::: ARTICLE :::
Both data sets are freely available for download at their respective links in the above table. Word Vector Shoreline (WVS) data is in the form of land polygons whereas the Prototype Global Shoreline (PGS) data comes in the form of lines. The PGS data is based on 2000 Landsat imagery (~30m resolution) which is finer than the WVS which at it’s finest scale is about ~2.5km. Both data sets are old with newer imagery only being used to fill in gaps.

3.2.5 Bottom Depth (Bathymetry) and Ocean Floor Topography (Slope)

Bottom depth and topography have been shown to influence sea duck distribution likely due to a number of factors. Mostly because these species rely heavily on benthic organisms, such as mollusks, sea ducks will prefer shallower areas for foraging where they can reach the sea floor that is supportive of prey populations (Lamb et al. 2020; Zipkins et al. 2010). Bottom depth and topography may also act as proxies for finer scale processes such as currents and eddies (Lamb et al. 2020).
::: SUPPLIED RECORDS :::
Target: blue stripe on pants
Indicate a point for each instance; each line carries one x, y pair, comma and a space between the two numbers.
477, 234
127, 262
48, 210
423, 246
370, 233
:::
CHALLENGES:
1 – In the shoreline and bathymetry excerpt, retype the part that starts with the words containing "Both data sets are freely" and ends with "Floor Topography (Slope)".
2 – List every term in the numbered section heading of the shoreline and bathymetry excerpt, leaving out the number.
The rows play no part in any task here.

WRITTEN ANSWERS:
1 –
Both data sets are freely available for download at their respective links in the above table. Word Vector Shoreline (WVS) data is in the form of land polygons whereas the Prototype Global Shoreline (PGS) data comes in the form of lines. The PGS data is based on 2000 Landsat imagery (~30m resolution) which is finer than the WVS which at it’s finest scale is about ~2.5km. Both data sets are old with newer imagery only being used to fill in gaps.

3.2.5 Bottom Depth (Bathymetry) and Ocean Floor Topography (Slope)

2 – Bottom Depth, Bathymetry, Ocean Floor Topography, Slope